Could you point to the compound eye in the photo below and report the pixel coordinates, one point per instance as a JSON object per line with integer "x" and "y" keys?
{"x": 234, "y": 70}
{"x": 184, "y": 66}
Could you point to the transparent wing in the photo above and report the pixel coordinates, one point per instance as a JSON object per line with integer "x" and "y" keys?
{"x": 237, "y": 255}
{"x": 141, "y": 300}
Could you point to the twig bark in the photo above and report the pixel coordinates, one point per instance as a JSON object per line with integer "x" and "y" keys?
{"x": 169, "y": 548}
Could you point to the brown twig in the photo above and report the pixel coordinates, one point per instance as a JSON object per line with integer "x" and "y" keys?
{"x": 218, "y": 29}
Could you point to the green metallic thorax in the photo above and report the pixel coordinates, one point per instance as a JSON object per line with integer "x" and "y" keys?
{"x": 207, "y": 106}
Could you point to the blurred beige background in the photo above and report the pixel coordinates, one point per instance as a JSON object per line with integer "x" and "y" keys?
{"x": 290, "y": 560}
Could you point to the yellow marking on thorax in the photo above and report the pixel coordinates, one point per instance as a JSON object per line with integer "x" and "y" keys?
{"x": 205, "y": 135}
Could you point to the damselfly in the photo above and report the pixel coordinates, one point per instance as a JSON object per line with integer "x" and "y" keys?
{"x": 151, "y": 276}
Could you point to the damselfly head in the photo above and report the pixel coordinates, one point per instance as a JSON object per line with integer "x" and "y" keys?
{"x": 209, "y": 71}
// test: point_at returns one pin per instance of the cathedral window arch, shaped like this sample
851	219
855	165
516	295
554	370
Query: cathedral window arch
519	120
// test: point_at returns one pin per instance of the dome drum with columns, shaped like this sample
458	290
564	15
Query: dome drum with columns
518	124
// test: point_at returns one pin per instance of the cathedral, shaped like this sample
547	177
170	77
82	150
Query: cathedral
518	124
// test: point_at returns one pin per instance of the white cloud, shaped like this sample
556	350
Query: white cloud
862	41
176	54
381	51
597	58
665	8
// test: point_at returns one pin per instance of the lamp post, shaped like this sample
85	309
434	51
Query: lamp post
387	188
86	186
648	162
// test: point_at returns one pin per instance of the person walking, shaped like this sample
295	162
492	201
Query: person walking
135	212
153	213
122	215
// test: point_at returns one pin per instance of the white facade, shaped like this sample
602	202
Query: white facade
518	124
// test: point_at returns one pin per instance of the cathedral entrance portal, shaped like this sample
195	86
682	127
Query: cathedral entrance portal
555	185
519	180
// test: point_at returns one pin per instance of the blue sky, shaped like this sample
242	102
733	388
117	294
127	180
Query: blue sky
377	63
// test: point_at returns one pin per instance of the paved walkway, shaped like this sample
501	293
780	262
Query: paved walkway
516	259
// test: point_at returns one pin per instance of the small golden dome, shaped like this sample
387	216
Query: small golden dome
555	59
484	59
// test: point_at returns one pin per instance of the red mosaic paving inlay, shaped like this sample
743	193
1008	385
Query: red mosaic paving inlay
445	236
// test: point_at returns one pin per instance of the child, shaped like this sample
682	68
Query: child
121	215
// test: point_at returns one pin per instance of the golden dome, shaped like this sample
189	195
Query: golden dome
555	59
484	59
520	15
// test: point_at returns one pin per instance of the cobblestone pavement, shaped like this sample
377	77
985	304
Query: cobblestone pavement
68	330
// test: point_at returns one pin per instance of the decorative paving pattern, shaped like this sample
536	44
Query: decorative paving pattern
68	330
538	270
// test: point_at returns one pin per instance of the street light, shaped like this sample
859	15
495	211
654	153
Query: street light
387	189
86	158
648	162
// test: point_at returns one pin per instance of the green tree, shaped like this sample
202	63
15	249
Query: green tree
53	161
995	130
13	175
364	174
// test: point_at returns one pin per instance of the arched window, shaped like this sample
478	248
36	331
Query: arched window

# # #

Take the entries above and copy them out exactly.

Could you point to the compound eye in the photo below and report the pixel coordinates, one point per instance as a JSON object per line with integer "x" and "y" keys?
{"x": 234, "y": 70}
{"x": 184, "y": 66}
Could you point to the transparent wing in the photo above and report the pixel coordinates, one point per instance as a JSON object per line with integer "x" and "y" keys?
{"x": 237, "y": 255}
{"x": 141, "y": 300}
Could you point to the twig bark in the photo above and report the pixel coordinates, one point per instance as a JSON object per line with integer "x" and "y" keys?
{"x": 169, "y": 548}
Could you point to the brown twig in the photo above and report the pixel coordinates, one point per instance as a JSON object per line with integer "x" and "y" keys?
{"x": 218, "y": 29}
Could you point to the green metallic thorax in the photo above and report the pixel coordinates, one point per instance as a JSON object per line with integer "x" and "y" keys?
{"x": 207, "y": 106}
Could you point to the blurred beige background in the photo above and report the pixel coordinates, one point per instance as a JSON object per line with integer "x" and "y" keys?
{"x": 290, "y": 560}
Could you point to the yellow marking on thorax in the photo above and report the pixel coordinates, one point per instance as a JSON object per line with integer "x" and "y" keys?
{"x": 205, "y": 135}
Could you point to the damselfly in the photo above and report the pixel coordinates, one point per instance as a JSON object per line with integer "x" and "y" keys?
{"x": 151, "y": 276}
Could you point to the damselfly head in the photo above and report the pixel coordinates, one point per instance as a JSON object per line with integer "x" and "y" keys?
{"x": 209, "y": 71}
// test: point_at returns one pin per instance of the cathedral window arch, shaped like this sample
851	219
855	165
516	295
554	370
Query: cathedral window arch
519	120
// test: point_at returns one pin per instance of the dome drum with columns, shaped like this sample
458	290
564	15
Query: dome drum with columns
518	124
// test: point_at returns one pin per instance of the cathedral, shaped like this sample
547	177
170	77
82	150
Query: cathedral
518	124
// test: point_at returns one pin per instance of the white cloud, shaped like this sample
556	350
Query: white cloud
862	41
176	54
381	51
597	58
665	8
// test: point_at returns one pin per instance of the lamp post, shaped like this sample
85	309
434	51
Query: lamp post
387	188
86	186
648	162
// test: point_at returns one pin per instance of the person walking, shaped like this sample
295	162
492	201
Query: person walking
135	212
153	213
122	215
// test: point_at returns one pin per instance of the white facade, shaped like this sample
602	202
Query: white facade
518	124
// test: point_at returns one pin per instance of the cathedral entrance portal, shaped like this sample
195	86
682	127
Query: cathedral entrance portal
555	185
519	180
// test: point_at returns one pin per instance of the blue sky, shaped like this sample
242	102
733	388
117	294
127	180
Query: blue sky
377	63
// test: point_at returns one pin per instance of the paved walkway, shaped like this sample
501	293
780	262
Query: paved walkway
516	259
// test: point_at returns one pin per instance of the small golden dome, shaped like this sample
387	216
Query: small golden dome
555	59
484	59
// test: point_at returns one pin per instance of the red mosaic paving inlay, shaped like this sample
743	193
1008	385
Query: red mosaic paving inlay
445	236
// test: point_at returns one pin per instance of the child, shaped like this sample
682	68
Query: child
121	215
// test: point_at returns one pin per instance of the golden dome, shaped like this sample
189	195
Query: golden dome
555	59
484	59
520	15
// test: point_at returns one pin per instance of the cobblestone pavement, shaped like this sample
377	77
985	304
Query: cobblestone pavement
68	330
// test: point_at returns one pin per instance of the decorative paving pattern, shaped like this sample
536	44
Query: decorative paving pattern
68	330
538	270
// test: point_at returns one pin per instance of the street light, shaped like this sample
859	15
495	211
654	153
Query: street light
387	189
86	158
648	162
// test: point_at returns one pin per instance of the green tree, shaped like this sample
202	63
15	249
Query: green tree
53	161
995	130
13	175
364	174
// test: point_at returns one pin per instance of the arched window, shaped like this sample
478	248
36	331
Query: arched window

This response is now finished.